### What you will do
Within the lines below, find those that hold the string "floor" and copy each one.

Data extracted from a collection
== Segment start ==

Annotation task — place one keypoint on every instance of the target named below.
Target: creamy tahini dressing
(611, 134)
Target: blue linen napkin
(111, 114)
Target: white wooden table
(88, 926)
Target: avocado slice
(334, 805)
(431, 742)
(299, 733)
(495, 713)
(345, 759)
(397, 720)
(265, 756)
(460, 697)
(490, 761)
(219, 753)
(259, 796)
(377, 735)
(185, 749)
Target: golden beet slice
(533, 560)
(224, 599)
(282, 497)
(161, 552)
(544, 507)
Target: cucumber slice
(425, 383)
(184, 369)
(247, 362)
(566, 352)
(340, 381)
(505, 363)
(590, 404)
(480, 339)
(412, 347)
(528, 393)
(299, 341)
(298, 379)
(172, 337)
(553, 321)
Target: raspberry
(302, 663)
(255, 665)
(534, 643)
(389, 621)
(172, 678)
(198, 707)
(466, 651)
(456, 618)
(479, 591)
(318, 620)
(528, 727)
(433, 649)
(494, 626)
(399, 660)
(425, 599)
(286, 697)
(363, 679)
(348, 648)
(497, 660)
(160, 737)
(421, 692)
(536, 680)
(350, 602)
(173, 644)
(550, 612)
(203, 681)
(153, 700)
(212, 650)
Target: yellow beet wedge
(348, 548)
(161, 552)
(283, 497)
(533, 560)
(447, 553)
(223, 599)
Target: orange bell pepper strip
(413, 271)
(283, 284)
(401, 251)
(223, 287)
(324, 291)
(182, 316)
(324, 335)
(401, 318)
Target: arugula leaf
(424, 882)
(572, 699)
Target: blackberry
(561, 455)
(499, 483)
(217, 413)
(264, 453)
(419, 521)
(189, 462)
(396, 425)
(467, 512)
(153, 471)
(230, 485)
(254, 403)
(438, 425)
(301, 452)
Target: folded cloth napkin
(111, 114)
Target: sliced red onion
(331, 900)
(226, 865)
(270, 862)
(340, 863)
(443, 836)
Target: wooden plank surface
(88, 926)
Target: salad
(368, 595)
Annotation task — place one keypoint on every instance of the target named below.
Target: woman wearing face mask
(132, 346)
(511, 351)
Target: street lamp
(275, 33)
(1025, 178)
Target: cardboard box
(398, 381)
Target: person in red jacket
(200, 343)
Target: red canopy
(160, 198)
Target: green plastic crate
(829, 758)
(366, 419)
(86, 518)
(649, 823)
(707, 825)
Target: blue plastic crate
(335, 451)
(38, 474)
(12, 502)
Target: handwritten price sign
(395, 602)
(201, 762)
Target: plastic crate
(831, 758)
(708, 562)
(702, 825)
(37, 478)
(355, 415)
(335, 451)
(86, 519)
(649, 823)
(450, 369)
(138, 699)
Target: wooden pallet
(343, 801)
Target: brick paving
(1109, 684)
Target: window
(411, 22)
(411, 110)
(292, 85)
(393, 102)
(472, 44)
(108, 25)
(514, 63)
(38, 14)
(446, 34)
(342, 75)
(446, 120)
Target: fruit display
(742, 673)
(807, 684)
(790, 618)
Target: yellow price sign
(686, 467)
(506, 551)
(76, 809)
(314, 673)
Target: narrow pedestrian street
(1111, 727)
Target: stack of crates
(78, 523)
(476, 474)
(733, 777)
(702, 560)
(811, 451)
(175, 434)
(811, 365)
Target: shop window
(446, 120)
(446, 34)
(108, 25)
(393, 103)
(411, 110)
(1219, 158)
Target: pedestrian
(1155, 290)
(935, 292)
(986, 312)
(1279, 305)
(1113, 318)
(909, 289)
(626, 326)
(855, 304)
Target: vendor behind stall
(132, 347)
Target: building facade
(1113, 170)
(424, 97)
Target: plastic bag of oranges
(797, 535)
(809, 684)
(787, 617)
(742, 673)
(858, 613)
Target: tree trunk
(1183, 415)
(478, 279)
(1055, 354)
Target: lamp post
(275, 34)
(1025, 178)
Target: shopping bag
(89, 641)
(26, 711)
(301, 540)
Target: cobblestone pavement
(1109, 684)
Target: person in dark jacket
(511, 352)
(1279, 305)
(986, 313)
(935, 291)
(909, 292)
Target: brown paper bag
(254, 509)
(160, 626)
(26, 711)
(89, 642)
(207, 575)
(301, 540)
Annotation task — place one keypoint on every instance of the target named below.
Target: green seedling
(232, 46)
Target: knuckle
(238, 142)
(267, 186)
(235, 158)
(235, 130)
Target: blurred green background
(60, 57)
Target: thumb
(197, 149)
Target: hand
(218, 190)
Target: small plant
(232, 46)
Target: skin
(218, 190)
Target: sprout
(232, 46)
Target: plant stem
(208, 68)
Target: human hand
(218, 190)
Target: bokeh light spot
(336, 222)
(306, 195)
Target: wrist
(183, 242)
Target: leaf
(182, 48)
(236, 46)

== Segment end ==
== Segment start ==

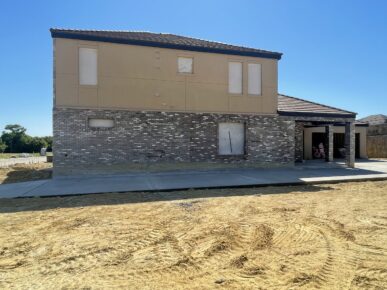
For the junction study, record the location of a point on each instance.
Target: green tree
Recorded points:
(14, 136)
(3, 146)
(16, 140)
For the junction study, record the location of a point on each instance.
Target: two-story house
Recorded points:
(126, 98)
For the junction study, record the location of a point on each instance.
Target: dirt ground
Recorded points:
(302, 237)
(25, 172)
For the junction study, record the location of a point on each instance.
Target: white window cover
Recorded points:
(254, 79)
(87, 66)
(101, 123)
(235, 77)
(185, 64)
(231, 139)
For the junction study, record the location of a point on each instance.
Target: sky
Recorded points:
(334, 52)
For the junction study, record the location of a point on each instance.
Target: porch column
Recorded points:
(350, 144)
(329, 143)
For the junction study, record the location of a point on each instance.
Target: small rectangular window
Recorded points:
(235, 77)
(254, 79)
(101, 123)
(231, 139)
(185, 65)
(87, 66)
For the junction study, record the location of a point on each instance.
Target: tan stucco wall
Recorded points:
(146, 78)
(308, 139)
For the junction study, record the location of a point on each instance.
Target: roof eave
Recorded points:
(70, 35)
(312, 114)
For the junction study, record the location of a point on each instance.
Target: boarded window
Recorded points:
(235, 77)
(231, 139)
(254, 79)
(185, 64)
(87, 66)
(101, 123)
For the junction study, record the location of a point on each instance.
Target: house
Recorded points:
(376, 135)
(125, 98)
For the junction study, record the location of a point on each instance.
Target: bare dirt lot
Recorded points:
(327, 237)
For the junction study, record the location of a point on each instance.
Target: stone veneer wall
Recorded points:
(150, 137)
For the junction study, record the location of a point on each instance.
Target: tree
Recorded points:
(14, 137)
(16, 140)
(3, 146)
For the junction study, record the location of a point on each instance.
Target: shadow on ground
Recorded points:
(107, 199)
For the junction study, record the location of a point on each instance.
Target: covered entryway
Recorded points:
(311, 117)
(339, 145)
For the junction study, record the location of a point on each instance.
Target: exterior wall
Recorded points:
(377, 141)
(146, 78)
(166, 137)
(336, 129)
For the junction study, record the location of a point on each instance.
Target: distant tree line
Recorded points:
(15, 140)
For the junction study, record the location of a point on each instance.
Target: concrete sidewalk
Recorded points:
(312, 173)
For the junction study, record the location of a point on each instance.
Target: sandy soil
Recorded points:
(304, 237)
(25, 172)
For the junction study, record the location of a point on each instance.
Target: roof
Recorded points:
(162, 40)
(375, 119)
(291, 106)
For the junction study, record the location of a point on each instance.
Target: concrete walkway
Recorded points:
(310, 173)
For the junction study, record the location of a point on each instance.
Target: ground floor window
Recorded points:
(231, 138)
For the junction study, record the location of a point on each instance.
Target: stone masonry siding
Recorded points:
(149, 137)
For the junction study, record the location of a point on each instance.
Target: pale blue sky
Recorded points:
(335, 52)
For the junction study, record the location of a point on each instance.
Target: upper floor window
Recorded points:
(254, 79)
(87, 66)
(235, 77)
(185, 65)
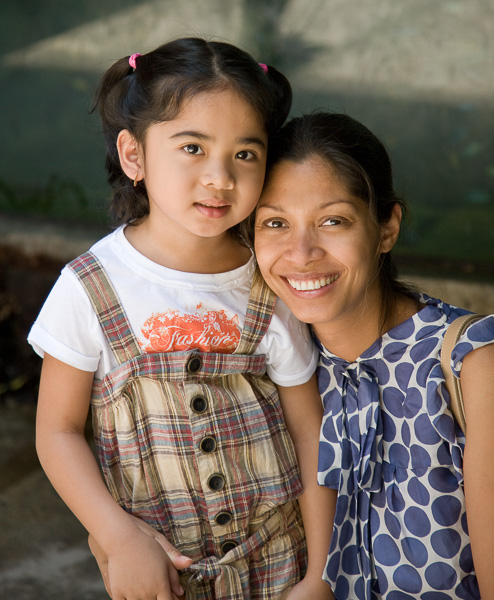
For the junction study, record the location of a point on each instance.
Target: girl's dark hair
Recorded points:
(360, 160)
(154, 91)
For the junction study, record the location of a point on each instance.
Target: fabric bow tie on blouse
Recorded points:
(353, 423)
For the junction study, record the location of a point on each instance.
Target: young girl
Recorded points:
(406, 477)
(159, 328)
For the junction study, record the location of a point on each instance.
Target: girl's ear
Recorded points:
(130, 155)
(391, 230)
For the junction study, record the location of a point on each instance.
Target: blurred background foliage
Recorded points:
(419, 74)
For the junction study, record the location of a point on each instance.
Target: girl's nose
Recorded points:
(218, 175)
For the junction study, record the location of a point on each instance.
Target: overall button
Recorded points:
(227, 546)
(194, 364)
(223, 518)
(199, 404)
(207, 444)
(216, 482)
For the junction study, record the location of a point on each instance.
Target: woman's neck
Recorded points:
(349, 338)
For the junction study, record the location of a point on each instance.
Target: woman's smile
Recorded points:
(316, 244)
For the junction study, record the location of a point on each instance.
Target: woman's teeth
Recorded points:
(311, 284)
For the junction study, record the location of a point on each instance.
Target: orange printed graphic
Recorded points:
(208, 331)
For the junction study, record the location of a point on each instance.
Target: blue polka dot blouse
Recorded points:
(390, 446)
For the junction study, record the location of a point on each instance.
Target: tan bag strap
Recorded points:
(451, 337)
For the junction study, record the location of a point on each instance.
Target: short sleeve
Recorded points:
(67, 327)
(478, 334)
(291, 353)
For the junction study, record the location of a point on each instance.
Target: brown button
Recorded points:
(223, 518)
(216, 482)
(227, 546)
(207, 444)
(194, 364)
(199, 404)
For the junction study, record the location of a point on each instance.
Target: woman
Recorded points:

== Segment end ==

### Result
Target: ground floor window
Target: upper floor window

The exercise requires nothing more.